### Требования
Воспроизведите дословно отрывок из текста о творчестве Дикинсон, начиная со слов «Пред ней вся» и заканчивая словами «Укореняются кусты.».

### Фрагмент документа
┏━━
Невозможного для него нет,
Но скажите ему, что не больно,
Когда сердце вскрывает ланцет.
И ответит: искусство напрасно,
Рука искусней моей
Больную уже лечила
И помогла ей.
Ей надо выйти из этого оцепенения во что бы то ни стало, все равно как, все равно какой ценой:
Бездействует душа,
Надломленная болью.
Пред ней вся жизнь
Все, что б ни захотела,
Но что ей делать?
Изнемогла она
От этой муки
Хоть штопать и стирать,
Хоть чем-нибудь занять
Томящиеся руки.
5
Спасение - не только в работе над собой, оно и в труде для других. Вслед за изживанием боли приходит сознательное ее преодоление трудом, претворение ее во всепобеждающую поэзию. Так возникает вторая из основных тем Дикинсон - труд и человек.
На пустыре своей судьбы
Я выращиваю цветы,
Так в расщелинах скалы
Укореняются кусты.
Так засевают семена
На кремнистом куске,
Так пальма, солнцем опалена,
Растет и на песке.
Дикинсон и в своем уединении не забывала людей. Симпатии и антипатии ее очень определенны, даже резки. Не говоря уже о друзьях, она мечтает быть полезной человеку вообще и пишет об этом с подчеркнутой безыскусственностью:
Коль я хоть одного утешила,
Не зря жизнь прожита;
И сила мне не зря отвешена,
Коль кладь мной поднята.
И если выпавшего птенчика
Согрею я у рта
Не зря жизнь прожита.
Зато она не жалеет и резких слов по адресу тех, кем она сама могла бы стать:
Ну что за ангелочки
Все эти миссис, мисс!
┗━━
### Записи набора данных
┏━━
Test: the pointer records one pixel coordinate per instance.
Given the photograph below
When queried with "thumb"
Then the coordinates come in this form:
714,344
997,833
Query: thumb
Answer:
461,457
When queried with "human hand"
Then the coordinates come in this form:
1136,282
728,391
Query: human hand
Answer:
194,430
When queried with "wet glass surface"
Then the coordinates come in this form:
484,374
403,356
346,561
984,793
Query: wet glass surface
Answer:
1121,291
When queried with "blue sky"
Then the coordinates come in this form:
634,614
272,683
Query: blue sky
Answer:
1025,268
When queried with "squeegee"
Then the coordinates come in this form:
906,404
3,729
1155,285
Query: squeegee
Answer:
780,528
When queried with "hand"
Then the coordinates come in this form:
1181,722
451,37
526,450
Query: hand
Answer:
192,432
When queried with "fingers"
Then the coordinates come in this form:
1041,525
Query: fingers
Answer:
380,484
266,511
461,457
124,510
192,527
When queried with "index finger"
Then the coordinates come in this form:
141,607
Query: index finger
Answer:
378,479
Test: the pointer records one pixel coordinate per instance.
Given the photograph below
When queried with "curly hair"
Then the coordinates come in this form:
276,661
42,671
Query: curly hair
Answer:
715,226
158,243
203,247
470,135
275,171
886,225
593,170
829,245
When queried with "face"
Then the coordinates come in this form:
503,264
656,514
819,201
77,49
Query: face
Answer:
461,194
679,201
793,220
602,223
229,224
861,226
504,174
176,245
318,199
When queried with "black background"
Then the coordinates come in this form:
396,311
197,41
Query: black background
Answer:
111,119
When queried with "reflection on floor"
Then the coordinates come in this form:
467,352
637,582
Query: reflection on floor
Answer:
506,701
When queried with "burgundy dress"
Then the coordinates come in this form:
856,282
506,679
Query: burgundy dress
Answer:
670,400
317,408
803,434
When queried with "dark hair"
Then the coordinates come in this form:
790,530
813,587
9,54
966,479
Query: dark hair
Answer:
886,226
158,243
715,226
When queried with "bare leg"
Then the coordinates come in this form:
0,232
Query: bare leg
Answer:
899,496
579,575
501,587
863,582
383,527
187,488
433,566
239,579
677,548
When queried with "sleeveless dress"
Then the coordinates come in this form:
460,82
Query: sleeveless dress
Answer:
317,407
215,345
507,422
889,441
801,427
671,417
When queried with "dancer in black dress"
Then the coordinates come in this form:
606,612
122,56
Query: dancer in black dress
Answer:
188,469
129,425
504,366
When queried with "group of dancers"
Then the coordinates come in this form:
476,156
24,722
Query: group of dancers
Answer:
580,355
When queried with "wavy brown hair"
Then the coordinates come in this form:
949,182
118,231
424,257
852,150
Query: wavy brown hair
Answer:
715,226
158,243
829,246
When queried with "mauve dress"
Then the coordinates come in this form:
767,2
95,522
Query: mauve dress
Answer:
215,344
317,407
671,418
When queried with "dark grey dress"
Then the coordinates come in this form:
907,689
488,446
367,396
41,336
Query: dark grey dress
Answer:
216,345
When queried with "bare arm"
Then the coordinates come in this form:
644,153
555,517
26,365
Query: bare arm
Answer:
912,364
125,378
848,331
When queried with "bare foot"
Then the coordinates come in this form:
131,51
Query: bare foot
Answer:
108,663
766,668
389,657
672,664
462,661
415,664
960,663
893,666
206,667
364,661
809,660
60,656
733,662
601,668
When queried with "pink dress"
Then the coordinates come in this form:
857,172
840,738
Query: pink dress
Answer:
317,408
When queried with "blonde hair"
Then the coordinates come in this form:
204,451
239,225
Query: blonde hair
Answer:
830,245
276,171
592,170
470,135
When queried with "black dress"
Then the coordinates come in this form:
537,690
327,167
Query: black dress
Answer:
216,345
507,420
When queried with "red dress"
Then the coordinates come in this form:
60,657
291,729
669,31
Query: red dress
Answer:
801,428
┗━━
### Итоговый результат
Пред ней вся жизнь
Все, что б ни захотела,
Но что ей делать?
Изнемогла она
От этой муки
Хоть штопать и стирать,
Хоть чем-нибудь занять
Томящиеся руки.
5
Спасение - не только в работе над собой, оно и в труде для других. Вслед за изживанием боли приходит сознательное ее преодоление трудом, претворение ее во всепобеждающую поэзию. Так возникает вторая из основных тем Дикинсон - труд и человек.
На пустыре своей судьбы
Я выращиваю цветы,
Так в расщелинах скалы
Укореняются кусты.